## [Recorded data]
════════════════════
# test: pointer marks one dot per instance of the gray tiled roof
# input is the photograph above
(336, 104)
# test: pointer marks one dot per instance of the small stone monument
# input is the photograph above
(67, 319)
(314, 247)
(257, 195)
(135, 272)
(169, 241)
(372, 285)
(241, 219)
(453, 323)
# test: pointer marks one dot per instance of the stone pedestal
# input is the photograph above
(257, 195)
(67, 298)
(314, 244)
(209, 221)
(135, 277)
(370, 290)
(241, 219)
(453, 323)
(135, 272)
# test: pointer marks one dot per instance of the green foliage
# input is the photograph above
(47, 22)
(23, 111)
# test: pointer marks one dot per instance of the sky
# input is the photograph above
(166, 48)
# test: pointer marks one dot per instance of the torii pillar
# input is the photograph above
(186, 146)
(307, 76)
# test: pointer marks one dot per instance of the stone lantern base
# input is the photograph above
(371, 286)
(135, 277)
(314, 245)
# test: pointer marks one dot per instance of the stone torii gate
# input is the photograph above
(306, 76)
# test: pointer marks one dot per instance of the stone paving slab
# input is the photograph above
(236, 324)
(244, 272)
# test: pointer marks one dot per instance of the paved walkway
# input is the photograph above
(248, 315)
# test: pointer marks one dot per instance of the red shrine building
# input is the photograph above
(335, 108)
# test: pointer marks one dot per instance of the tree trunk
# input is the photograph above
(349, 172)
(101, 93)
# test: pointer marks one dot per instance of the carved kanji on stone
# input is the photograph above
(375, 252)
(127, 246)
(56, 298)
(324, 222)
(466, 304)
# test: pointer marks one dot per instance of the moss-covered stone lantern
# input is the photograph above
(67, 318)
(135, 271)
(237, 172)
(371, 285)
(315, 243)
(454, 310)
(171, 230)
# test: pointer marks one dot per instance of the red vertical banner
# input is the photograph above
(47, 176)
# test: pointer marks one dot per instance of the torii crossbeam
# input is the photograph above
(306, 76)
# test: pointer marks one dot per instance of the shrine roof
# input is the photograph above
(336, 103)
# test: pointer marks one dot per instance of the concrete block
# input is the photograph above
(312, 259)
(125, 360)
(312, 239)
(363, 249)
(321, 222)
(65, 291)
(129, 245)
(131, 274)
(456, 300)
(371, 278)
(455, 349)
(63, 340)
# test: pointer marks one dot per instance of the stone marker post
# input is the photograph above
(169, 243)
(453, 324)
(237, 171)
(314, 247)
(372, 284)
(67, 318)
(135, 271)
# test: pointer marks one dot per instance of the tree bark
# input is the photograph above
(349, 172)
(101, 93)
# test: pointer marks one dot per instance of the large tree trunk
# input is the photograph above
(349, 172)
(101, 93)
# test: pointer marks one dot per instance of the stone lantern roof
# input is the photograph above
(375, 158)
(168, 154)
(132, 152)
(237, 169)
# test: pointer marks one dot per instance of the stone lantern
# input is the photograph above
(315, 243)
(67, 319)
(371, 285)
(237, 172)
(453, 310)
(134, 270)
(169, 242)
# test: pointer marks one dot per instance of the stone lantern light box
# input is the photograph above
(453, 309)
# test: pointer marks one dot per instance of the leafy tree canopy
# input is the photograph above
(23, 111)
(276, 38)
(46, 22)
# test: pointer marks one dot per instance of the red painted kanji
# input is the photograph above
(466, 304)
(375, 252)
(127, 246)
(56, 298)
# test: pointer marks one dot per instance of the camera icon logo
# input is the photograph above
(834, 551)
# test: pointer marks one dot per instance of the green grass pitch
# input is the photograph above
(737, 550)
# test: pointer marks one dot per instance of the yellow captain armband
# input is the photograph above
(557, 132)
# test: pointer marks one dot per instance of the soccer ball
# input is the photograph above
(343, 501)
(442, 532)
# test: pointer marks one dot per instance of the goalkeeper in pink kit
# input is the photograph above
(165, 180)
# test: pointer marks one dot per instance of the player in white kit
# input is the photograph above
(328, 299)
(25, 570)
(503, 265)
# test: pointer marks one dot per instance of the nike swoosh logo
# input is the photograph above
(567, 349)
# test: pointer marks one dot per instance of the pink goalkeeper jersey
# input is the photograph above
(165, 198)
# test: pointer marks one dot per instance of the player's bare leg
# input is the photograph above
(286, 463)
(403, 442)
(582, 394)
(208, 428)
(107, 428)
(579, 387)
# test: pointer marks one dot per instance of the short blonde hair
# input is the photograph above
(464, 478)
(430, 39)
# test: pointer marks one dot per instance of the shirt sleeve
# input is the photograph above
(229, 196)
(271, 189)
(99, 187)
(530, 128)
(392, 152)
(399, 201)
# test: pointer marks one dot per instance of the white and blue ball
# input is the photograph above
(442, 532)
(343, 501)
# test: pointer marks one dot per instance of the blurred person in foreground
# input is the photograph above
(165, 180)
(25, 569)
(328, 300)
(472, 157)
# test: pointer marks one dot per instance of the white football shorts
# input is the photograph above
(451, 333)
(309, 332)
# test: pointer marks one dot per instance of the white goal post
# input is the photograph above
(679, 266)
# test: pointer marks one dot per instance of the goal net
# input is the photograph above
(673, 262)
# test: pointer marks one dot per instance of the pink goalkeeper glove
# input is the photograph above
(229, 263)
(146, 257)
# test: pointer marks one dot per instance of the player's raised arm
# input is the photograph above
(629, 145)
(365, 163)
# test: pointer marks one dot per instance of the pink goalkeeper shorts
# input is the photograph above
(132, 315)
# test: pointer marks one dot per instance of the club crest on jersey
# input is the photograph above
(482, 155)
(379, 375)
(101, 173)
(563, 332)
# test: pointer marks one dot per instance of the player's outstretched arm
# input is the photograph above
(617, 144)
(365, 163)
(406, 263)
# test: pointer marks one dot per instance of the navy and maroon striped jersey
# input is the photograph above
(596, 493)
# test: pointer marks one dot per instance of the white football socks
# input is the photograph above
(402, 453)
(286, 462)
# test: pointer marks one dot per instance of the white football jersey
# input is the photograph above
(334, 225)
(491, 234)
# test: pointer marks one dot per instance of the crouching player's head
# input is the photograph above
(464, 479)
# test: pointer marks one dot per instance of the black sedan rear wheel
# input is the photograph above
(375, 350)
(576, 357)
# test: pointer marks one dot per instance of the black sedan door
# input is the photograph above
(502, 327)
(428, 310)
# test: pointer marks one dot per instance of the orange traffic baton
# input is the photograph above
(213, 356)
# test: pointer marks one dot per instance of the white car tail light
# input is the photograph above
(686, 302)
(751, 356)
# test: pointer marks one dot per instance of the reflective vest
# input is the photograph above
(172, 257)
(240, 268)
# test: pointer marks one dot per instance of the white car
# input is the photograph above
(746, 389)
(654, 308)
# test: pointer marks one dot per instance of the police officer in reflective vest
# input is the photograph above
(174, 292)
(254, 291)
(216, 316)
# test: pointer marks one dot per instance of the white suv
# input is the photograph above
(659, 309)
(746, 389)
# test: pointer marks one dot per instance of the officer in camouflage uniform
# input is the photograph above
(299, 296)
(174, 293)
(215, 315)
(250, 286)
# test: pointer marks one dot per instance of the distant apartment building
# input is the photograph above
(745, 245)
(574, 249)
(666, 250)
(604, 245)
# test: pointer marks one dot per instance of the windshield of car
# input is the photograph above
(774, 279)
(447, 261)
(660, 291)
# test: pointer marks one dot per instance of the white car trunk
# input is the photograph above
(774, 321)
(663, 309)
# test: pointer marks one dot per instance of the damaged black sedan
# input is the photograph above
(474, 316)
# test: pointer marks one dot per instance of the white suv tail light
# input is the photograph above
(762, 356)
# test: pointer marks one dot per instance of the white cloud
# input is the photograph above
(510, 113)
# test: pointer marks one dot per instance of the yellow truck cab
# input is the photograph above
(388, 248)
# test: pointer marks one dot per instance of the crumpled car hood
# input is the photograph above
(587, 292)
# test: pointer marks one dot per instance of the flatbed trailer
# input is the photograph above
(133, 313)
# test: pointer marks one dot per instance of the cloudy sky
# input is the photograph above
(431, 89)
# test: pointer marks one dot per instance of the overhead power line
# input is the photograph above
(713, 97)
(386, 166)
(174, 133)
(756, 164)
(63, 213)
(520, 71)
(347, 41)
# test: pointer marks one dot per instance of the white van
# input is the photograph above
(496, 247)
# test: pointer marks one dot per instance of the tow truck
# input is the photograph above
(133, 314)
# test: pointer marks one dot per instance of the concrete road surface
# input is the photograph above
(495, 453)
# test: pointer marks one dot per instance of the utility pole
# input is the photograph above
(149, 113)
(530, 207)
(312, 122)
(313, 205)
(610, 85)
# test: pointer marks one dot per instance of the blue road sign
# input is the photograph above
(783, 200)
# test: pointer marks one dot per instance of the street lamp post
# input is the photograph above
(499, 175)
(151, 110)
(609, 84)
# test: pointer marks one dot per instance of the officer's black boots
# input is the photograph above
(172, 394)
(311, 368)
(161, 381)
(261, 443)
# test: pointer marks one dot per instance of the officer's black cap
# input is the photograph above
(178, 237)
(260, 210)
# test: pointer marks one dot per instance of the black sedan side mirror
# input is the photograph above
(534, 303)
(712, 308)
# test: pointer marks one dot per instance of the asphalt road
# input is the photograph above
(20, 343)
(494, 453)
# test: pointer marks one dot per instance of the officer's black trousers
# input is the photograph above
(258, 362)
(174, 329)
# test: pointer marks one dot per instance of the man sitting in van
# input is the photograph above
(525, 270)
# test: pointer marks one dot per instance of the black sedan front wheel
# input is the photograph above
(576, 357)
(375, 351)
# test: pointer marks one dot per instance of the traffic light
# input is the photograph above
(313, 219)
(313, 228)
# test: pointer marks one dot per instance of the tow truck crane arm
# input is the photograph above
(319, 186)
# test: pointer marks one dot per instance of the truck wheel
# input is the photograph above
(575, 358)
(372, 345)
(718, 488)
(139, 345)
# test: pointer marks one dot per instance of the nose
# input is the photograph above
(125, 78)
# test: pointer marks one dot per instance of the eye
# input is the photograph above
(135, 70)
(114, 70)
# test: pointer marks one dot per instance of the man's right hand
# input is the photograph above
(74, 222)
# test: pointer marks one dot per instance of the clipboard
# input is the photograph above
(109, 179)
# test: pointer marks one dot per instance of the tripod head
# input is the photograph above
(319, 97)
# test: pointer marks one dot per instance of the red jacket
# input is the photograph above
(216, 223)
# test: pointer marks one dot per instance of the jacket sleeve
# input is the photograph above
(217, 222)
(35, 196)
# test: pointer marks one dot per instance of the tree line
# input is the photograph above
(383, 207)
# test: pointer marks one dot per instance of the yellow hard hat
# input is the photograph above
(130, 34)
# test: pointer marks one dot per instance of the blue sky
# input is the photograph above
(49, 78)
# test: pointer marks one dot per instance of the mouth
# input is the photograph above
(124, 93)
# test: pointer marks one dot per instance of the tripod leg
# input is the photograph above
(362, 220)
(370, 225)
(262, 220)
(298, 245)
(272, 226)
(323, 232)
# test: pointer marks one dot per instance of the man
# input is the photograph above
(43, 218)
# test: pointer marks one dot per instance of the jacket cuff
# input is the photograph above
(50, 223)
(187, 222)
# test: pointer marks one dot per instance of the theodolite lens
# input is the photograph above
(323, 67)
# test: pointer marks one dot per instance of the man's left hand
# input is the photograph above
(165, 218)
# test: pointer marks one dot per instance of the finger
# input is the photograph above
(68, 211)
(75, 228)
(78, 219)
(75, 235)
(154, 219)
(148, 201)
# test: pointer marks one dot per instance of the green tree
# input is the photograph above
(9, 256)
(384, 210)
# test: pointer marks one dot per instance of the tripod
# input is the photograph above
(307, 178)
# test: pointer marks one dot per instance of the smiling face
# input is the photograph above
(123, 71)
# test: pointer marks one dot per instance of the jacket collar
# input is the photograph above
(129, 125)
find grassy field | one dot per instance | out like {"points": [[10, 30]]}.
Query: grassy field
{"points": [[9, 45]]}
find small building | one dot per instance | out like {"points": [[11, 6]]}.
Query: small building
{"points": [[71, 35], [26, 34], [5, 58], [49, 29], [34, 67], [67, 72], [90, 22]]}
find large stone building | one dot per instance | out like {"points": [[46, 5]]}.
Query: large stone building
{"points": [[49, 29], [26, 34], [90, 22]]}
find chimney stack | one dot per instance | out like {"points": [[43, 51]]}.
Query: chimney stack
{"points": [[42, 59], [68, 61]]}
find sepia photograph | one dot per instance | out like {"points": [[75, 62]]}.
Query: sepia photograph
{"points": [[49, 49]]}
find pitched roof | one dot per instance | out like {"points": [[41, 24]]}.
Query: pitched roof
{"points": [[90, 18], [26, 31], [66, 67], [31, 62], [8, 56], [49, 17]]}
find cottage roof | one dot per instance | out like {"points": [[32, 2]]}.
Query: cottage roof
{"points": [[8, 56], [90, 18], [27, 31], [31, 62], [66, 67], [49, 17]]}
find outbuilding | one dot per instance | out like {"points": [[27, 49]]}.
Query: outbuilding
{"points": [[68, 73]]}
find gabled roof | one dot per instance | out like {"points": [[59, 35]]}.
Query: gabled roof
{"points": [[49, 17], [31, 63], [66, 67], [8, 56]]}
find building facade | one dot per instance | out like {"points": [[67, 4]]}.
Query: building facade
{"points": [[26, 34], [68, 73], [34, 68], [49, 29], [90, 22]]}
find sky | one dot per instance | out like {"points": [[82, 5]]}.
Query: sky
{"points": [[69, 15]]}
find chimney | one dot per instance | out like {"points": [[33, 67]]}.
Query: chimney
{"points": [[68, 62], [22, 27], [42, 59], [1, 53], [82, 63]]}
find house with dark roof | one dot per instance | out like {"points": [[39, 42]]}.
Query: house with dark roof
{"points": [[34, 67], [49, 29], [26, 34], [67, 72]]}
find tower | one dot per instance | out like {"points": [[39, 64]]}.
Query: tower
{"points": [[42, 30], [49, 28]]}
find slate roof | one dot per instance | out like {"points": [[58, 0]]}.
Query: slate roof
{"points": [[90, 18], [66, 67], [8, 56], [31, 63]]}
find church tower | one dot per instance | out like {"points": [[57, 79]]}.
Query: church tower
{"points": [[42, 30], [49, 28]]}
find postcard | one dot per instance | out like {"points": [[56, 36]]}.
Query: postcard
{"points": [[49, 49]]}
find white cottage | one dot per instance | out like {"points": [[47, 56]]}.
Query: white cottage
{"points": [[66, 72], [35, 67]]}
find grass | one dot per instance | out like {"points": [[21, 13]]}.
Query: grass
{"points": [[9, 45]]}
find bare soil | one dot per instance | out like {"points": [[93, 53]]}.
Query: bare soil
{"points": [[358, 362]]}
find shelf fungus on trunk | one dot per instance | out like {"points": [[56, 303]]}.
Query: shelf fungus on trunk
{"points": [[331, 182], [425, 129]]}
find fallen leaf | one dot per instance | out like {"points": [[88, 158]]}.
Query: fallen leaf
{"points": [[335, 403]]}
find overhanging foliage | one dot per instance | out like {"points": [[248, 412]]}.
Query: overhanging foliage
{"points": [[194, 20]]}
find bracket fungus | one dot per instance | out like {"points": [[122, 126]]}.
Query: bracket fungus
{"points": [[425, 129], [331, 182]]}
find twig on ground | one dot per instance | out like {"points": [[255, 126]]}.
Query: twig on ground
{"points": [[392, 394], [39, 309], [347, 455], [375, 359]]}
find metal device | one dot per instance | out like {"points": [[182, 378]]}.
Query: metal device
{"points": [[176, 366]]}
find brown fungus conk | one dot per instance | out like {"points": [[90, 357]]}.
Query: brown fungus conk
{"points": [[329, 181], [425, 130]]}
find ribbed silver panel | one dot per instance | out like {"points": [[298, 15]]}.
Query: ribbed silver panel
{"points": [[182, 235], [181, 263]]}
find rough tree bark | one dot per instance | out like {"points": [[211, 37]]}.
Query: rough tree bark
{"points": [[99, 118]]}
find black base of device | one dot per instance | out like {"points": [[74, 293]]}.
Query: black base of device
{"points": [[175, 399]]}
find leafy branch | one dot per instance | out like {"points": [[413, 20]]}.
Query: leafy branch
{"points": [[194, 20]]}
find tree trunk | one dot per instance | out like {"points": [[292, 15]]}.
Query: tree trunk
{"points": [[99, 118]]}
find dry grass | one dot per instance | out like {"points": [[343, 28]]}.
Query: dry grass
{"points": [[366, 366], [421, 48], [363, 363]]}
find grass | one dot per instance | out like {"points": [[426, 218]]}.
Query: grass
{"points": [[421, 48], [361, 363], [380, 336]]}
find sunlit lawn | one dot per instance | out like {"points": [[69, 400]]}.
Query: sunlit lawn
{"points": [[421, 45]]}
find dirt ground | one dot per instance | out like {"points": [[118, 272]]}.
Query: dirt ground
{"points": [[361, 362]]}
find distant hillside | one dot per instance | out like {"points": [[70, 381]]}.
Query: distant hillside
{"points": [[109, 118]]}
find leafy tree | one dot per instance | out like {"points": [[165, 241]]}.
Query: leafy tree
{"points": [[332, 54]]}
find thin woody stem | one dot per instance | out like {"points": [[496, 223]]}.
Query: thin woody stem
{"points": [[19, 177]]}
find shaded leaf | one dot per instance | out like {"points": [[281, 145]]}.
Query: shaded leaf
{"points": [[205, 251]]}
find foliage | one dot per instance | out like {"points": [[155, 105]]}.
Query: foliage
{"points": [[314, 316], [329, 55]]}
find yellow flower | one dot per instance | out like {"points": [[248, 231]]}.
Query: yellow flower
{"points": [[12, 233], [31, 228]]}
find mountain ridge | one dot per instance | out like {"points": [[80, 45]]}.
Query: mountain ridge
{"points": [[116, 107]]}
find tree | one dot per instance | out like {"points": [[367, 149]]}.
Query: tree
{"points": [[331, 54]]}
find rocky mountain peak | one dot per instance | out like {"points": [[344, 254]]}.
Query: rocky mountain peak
════════════════════
## [Task item]
Please reproduce, exactly as they appear above, the lines from the line containing "# test: pointer marks one dot per instance of the blurred" up to and including the line containing "the goal net".

## [Result of this exercise]
# test: pointer marks one dot per instance of the blurred person in foreground
# input is the photograph above
(165, 180)
(25, 569)
(328, 300)
(472, 157)
# test: pointer marks one dot per instance of the white football shorts
# input is the photograph above
(451, 333)
(309, 332)
# test: pointer marks one dot per instance of the white goal post
# input is the photograph above
(679, 266)
# test: pointer marks one dot per instance of the goal net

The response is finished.